Consigne 1 ::
Dressez la liste de toutes les lignes des enregistrements qui contiennent le mot « slope », en tenant compte de la casse.
Consigne 2 ::
Rédigez la suite du texte consacré à la correspondance de Mérimée avec deux jeunes filles, en reprenant immédiatement après sa dernière phrase.

Texte fourni ::

= = = = =

A l’appui de cette thèse, je comptais invoquer la façon dont il parle des jeunes personnes, l’attrait instinctif qu’il éprouvait pour elles, et le regret qu’il témoigne parfois de n’avoir pas eu de fille. « J’aurais beaucoup aimé, écrivait-il à Mrs Senior, à avoir une fille à élever. J’ai beaucoup d’idées sur l’éducation, et particulièrement sur celle des demoiselles, et je me crois des talents qui resteront malheureusement sans application. » « Si j’avais le moyen, disait-il dans une autre lettre, j’adopterais une petite fille, mais ce monde et surtout ce pays-ci est si incertain que je n’ose me donner ce luxe. » Et dans une autre lettre encore, après avoir parlé des impossibilités et des difficultés pour un homme d’avoir un ami d’un sexe ou de l’autre, il ajoutait : « Ces impossibilités et ces difficultés me font désirer d’avoir une petite fille, mais il pourrait bien se faire que le petit monstre (et ici le Mérimée railleur reprend la parole) après quelques années s’amourachât d’un chien coiffé et me plantât là. » Mérimée ne s’est pas donné ce luxe en effet, mais il a goûté l’agrément d’échanger des lettres avec deux jeunes filles, toutes deux fort dignes de ce commerce épistolaire. De ces jeunes filles, celle qu’il appelle Olga était la fille d’un diplomate qui a exercé sous le Second Empire des fonctions importantes, l’autre est la fille de Mrs Senior, la correspondante anglaise de Mérimée à laquelle il adressait les lettres autrefois publiées par moi. Olga, que j’ai connue jeune fille et qui, étant un peu plus âgée que moi, serait aujourd’hui une fort vieille fille si elle n’était morte il y a longtemps, était tout à fait charmante. Elle avait accompagné ses parents dans leurs diverses résidences diplomatiques et avait l’esprit très ouvert. Quant à Miss Senior, je ne l’ai jamais rencontrée et je ne sais rien d’autre à son sujet que ce qu’en dit Mérimée, qui lui fait compliment de sa traduction des lettres de Napoléon Ier. Cette lettre est de 1858, c’est-à-dire d’il y a soixante-quatre ans. A cette date Miss Senior n’était déjà plus une toute jeune fille. Je crains donc que l’une et l’autre correspondante de Mérimée n’aient rejoint dans la tombe celui dont on va lire les lettres charmantes.

= = = = =

Enregistrements fournis ::
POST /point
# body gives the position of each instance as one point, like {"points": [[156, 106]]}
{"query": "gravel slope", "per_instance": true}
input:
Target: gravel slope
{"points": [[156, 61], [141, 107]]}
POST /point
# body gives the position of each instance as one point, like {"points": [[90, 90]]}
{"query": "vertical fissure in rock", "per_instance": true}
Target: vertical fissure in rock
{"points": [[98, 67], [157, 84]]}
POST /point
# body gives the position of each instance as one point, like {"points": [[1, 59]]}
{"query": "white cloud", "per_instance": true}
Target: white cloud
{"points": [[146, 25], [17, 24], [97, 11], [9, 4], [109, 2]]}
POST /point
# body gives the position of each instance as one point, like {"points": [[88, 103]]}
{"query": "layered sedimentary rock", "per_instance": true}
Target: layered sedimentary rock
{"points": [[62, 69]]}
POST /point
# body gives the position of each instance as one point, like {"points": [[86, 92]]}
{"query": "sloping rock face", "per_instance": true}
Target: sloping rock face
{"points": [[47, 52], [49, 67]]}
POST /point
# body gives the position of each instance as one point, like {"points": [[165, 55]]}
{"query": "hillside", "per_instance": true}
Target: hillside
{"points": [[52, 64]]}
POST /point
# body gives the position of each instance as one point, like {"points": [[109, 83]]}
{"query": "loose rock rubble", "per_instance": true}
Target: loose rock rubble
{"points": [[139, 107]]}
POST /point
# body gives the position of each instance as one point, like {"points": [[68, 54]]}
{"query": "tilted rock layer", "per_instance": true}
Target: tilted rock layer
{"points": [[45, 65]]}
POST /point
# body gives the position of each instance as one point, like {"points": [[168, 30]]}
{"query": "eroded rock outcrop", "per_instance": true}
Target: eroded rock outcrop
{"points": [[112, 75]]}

= = = = =

Réponse 1 ::
{"query": "gravel slope", "per_instance": true}
Target: gravel slope

Réponse 2 ::
HAUSSONVILLE.


A Olga de L...


Paris, 3 juillet 1859.

Mademoiselle,

Mon chat aurait mis la patte à la plume, s’il n’était pas si paresseux, pour vous remercier de l’offre tout aimable que vous voulez bien lui faire. Il me charge de vous présenter ses très humbles hommages et de vous dire qu’il accepte avec empressement. Il craint seulement que la gravité de son caractère, fort en rapport avec la couleur de sa robe, ne vous ennuie bientôt. De méchantes langues lui ont parlé de vos coquetteries et de votre besoin de mouvement. On lui a dit que vous vouliez plaire à tout le monde et que vous n’y réussissiez que trop bien : sur quoi, lui qui est une personne sérieuse pesant quinze kilogrammes et compagnon ordinaire d’une tortue, il craint que vous ne le dérangiez de ses habitudes méditatives qui lui ont attiré une grande considération dans toutes les gouttières de la rue de Lille [4]. Il offre à sa dame de compagnie la queue de toutes les asperges qu’il mangera, et celle des souris qu’il prendra comme appointements, mais il exige qu’elle lui prête ses genoux sans bouger pendant deux heures, quand il a envie de dormir. Je crains bien que le marché ne se puisse faire à ces conditions, car je lui ai dit que je ne vous avais jamais vue deux minutes immobile : sur quoi il a hérissé sa moustache et est allé se coucher sur le coton où loge son amie la tortue.

Permettez maintenant à son maître de vous remercier de votre jolie lettre qu’il a serrée bien précieusement dans ses archives. Je regrette que vous ne m’ayez pas dit comment vous passez le temps à Uriage. Vous avez vu bien d’autres montagnes, mais, soit dit sans vous offenser, vous n’avez pas encore l’esprit assez ouvert à la poésie pour en jouir convenablement. J’attends de vous, à votre retour à Paris, une relation en règle de vos impressions de voyage. La vue des montagnes est ce qui m’a toujours le plus frappé. Il est vrai que je n’ai pas eu comme vous le bonheur de voir le mont Hymette de mon berceau [5]. Il me semble que la mer dont on parle trop n’a pas de spectacles qui vaillent certains aspects de montagnes. Il se peut qu’en vous en revenant vous vous arrêtiez auprès de Grenoble, et que vous alliez à la Grande Chartreuse. On ne vous y laissera pas entrer, et on aura raison, car vous donneriez trop de distraction aux Chartreux, mais vous verrez des sites admirables qui ne sortiront plus de votre mémoire. Quand je suis très triste ou très heureux (peut-être que dans dix ans vous trouverez qu’il y a un certain rapport entre ces deux états) je pense à la Grande Chartreuse et aux parfums des bois qui l’environnent.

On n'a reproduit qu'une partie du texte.